TASK DIRECTIONS
Arrange the lines from the one containing "Find the step" through the one containing "[[[221,70],[221,84],[224,85],[255,87],[255,77],[241,70]]]", both included, as a numbered list, and skip any blank lines.

──────

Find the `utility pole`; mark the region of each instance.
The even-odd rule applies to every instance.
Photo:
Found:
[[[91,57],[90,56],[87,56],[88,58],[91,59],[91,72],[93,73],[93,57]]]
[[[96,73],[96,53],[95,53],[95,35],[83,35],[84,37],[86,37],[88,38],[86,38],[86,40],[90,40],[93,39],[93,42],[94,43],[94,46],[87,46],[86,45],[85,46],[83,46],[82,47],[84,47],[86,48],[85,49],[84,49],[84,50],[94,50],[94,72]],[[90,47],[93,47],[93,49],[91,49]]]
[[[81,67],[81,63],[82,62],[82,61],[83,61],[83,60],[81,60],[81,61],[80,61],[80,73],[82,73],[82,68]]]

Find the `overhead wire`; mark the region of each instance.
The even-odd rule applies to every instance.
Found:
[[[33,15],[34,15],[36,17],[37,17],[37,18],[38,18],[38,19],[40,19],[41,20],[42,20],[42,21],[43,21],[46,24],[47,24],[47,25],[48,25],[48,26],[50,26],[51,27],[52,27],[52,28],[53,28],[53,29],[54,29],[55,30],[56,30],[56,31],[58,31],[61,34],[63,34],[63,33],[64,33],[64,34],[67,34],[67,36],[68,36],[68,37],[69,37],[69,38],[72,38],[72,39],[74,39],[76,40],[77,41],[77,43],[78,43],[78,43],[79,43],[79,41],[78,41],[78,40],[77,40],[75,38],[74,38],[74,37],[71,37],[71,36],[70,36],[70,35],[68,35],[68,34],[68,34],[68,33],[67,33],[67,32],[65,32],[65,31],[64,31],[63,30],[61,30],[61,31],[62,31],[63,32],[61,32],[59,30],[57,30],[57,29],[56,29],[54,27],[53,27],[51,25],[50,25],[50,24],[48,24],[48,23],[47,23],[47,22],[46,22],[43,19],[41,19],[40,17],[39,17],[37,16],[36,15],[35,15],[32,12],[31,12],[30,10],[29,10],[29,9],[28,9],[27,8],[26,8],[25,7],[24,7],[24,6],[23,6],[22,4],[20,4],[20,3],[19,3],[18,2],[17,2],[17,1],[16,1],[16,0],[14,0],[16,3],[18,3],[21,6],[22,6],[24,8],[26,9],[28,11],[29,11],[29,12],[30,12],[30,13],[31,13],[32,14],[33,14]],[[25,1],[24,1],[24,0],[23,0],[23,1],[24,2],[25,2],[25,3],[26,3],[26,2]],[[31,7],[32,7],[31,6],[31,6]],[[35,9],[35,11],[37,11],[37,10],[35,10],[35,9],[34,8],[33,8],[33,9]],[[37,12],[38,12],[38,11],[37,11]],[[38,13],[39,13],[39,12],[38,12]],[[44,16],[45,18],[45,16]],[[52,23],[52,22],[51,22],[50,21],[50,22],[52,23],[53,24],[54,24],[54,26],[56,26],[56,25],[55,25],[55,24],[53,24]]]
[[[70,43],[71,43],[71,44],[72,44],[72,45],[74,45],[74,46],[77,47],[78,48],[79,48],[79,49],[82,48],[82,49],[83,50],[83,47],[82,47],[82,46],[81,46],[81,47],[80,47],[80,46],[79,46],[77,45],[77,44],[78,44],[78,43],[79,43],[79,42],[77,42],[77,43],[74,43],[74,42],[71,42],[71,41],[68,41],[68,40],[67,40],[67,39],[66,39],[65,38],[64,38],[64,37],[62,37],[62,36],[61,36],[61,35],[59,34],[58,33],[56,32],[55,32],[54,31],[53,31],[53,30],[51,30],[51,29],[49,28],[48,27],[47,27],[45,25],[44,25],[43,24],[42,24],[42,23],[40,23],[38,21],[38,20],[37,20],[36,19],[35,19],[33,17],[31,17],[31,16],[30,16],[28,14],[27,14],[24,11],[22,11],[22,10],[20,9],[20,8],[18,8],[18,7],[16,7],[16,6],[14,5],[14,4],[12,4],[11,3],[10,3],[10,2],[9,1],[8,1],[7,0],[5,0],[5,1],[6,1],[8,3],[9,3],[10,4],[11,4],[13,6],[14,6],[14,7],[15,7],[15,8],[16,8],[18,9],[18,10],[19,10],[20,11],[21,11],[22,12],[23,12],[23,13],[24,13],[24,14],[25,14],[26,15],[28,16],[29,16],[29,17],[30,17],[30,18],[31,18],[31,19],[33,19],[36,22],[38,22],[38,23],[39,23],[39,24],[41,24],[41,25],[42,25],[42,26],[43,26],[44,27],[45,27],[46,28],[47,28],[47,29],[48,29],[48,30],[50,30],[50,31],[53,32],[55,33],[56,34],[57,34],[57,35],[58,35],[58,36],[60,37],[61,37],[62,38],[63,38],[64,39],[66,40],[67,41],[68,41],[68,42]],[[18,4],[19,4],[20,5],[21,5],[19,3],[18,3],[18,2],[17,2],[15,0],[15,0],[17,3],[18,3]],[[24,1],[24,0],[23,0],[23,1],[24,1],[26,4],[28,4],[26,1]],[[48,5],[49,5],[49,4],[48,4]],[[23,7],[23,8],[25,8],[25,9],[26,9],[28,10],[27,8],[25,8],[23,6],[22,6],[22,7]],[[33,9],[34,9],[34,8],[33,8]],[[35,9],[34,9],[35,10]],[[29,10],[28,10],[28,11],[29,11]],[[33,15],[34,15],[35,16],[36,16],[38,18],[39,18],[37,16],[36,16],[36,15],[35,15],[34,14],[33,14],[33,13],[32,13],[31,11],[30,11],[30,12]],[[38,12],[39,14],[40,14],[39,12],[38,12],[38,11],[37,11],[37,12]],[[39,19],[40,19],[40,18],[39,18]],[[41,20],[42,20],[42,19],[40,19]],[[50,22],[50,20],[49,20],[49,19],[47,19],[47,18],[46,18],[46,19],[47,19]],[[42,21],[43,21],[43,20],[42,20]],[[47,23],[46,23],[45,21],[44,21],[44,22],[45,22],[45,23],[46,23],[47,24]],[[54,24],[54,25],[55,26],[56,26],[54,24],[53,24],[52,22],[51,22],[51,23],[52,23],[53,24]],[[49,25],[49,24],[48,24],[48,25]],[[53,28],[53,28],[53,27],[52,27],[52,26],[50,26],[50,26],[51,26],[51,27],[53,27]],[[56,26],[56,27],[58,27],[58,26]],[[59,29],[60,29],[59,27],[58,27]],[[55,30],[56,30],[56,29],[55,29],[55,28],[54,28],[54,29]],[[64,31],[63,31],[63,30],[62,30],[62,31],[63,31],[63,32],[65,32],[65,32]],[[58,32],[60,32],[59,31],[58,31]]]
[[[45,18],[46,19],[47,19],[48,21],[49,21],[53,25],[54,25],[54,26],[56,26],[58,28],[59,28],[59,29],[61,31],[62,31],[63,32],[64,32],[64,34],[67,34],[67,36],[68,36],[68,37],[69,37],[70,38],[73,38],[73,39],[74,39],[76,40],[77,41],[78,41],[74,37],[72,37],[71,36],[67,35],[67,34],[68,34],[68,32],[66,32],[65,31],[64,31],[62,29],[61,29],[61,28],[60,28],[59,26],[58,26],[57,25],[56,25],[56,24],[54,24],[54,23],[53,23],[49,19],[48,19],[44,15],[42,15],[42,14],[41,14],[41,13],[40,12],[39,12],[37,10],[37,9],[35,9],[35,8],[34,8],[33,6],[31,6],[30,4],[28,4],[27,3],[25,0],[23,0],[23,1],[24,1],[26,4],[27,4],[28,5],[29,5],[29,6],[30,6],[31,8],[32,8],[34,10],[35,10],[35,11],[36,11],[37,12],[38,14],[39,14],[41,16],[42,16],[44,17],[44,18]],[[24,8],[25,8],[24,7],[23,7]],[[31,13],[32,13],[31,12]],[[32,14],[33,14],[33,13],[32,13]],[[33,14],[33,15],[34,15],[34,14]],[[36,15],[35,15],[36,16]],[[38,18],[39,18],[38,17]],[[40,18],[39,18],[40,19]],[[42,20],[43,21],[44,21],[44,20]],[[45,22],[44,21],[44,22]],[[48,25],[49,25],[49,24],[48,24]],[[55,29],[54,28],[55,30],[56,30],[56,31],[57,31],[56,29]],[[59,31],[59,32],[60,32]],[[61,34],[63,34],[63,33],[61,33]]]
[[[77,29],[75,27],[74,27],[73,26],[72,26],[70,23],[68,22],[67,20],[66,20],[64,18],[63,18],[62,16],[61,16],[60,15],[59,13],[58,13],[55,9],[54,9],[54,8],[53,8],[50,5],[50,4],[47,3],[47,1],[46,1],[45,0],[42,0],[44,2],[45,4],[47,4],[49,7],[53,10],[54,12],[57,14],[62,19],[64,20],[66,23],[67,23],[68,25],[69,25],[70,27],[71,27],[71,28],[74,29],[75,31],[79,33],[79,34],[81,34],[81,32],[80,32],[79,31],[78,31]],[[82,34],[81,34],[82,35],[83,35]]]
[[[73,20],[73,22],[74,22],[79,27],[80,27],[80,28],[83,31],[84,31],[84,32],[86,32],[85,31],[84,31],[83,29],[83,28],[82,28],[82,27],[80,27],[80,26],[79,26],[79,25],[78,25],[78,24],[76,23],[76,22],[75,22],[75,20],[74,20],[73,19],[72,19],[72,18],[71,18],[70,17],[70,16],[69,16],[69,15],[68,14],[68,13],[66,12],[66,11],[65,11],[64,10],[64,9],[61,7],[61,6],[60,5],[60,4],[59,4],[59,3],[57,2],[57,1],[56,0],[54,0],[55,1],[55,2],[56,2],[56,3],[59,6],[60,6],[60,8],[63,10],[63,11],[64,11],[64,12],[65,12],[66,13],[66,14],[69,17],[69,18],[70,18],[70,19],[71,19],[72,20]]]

──────

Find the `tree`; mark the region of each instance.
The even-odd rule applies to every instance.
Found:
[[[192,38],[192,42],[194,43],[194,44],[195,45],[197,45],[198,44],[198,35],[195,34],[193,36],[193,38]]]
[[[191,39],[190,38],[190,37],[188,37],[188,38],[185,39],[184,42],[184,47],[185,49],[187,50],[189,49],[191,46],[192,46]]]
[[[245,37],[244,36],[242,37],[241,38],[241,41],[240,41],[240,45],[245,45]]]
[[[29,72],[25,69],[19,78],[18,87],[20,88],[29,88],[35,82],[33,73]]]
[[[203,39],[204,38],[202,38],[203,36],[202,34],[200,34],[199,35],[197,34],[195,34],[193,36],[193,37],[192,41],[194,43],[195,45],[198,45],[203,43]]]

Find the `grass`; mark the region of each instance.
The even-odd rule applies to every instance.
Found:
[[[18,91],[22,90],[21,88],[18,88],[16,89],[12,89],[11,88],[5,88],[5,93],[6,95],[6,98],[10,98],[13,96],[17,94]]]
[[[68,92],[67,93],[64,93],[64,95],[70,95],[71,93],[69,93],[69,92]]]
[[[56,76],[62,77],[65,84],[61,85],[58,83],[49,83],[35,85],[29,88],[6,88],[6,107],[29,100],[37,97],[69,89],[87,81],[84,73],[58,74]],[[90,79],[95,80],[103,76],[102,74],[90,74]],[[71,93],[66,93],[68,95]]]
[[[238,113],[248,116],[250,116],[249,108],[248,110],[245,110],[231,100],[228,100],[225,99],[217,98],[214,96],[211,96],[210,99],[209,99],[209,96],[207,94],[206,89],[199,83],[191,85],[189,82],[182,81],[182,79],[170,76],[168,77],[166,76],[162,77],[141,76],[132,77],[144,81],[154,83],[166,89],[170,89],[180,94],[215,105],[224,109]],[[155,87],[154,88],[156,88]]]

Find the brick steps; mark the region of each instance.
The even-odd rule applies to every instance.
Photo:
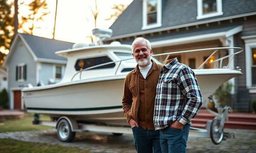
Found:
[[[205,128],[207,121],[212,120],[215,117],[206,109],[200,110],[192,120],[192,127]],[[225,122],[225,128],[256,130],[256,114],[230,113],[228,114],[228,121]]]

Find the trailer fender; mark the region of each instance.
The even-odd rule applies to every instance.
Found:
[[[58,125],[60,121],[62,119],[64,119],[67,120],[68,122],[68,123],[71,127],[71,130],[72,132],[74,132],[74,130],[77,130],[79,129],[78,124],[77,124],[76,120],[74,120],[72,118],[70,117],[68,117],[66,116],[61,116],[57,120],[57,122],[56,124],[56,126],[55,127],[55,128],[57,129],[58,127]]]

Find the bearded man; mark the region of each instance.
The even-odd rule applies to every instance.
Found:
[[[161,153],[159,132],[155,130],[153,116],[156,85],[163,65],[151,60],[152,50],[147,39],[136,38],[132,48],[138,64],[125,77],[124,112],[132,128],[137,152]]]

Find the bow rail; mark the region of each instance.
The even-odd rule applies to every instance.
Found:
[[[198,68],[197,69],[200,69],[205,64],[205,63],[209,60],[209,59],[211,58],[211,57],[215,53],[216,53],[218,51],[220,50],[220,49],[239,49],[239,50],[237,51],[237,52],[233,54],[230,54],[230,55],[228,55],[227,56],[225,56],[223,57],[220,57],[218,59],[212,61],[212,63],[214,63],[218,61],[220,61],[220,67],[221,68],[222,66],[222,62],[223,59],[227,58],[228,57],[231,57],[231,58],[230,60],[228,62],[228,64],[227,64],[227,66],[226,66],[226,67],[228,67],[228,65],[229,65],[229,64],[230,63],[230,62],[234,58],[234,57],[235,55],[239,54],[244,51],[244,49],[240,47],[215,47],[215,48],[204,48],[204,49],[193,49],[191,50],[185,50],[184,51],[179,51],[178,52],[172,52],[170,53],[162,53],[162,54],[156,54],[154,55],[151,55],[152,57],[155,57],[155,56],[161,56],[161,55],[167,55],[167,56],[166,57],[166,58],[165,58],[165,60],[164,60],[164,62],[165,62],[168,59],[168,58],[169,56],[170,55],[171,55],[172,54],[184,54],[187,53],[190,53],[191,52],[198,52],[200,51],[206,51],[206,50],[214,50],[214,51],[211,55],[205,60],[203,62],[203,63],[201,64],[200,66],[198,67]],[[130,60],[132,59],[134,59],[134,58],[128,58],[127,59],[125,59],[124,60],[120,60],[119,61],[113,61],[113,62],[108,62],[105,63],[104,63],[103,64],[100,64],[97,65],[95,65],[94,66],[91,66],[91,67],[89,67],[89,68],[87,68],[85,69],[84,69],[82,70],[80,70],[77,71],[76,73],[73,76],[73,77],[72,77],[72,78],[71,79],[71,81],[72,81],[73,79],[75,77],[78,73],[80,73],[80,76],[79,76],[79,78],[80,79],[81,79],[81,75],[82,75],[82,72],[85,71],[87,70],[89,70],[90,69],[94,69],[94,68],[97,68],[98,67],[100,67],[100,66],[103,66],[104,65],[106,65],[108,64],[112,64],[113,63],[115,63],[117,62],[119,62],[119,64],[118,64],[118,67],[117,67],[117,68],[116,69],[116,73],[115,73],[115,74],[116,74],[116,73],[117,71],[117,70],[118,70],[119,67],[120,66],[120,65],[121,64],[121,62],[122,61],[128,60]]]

──────

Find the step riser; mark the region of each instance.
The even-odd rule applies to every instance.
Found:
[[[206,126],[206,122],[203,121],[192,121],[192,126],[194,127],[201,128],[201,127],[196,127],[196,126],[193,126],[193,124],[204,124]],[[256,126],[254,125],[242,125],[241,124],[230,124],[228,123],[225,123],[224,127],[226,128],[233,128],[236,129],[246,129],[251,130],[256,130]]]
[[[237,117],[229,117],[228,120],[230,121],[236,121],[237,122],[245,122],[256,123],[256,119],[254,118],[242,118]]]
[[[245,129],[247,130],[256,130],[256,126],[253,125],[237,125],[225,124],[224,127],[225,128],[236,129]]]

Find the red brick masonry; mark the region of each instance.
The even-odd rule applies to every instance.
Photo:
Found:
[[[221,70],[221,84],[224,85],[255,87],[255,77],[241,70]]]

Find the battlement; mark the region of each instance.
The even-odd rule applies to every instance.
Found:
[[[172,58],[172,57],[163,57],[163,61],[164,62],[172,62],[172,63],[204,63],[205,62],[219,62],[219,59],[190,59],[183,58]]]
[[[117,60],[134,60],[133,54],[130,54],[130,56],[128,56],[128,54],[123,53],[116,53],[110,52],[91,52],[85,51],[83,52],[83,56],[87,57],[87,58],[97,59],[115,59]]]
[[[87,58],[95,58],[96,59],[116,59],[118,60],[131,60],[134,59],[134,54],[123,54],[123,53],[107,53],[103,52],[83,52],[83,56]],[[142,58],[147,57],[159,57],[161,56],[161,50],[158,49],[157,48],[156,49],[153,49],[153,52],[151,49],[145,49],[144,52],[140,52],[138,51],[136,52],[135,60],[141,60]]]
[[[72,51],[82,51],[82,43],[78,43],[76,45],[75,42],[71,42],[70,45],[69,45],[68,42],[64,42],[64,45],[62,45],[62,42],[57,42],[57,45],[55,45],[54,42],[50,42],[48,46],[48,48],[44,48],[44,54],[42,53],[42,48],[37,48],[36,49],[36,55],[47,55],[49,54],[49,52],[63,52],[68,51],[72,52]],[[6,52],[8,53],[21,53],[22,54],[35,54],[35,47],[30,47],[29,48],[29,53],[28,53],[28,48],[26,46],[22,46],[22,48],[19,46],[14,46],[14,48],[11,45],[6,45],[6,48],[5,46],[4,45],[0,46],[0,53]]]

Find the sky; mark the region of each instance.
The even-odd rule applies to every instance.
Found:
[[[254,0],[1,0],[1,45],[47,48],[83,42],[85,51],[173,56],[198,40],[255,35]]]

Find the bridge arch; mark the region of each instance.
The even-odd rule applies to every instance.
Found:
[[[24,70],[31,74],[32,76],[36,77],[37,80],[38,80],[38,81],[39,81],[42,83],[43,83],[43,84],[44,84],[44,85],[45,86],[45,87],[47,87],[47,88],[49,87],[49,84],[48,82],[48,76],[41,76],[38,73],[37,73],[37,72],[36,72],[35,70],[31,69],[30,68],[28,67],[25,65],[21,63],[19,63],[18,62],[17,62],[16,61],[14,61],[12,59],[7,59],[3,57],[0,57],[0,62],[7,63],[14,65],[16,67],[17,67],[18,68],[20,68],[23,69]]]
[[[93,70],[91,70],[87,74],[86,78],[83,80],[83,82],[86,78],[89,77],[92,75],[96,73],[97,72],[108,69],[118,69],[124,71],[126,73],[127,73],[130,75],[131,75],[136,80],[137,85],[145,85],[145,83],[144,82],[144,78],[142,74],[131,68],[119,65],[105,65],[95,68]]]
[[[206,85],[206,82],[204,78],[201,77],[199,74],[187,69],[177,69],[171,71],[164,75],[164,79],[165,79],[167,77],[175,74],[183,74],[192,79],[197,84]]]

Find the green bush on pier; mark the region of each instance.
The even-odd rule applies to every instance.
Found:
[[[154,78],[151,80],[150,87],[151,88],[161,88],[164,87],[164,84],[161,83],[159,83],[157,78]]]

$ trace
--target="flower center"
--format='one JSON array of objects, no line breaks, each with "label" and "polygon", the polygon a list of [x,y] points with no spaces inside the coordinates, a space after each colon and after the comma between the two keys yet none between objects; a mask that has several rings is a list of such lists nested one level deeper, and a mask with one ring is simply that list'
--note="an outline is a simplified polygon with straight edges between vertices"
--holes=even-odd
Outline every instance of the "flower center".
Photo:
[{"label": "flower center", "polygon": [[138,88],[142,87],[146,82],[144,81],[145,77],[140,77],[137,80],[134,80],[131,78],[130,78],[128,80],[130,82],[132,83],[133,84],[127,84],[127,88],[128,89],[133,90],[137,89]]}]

──────

ANSWER BELOW
1. Find the step riser; mark the region of each instance.
2. The even-odd rule applies to every instance.
3. Found:
4. [[[206,126],[206,122],[203,121],[192,121],[192,126],[194,127],[201,128],[201,127],[196,127],[196,126],[193,126],[193,124],[204,124]],[[256,126],[254,125],[242,125],[241,124],[230,124],[228,123],[225,123],[224,127],[226,128],[233,128],[236,129],[246,129],[251,130],[256,130]]]
5. [[[237,117],[229,117],[228,120],[230,121],[236,121],[237,122],[245,122],[256,123],[256,119],[254,118],[242,118]]]
6. [[[245,129],[247,130],[256,130],[256,126],[253,125],[237,125],[225,124],[224,127],[225,128],[236,129]]]
7. Find the red brick masonry; mark the region of each instance.
8. The even-odd rule applies to every instance.
9. Photo:
10. Found:
11. [[[221,70],[221,84],[224,85],[255,87],[255,77],[241,70]]]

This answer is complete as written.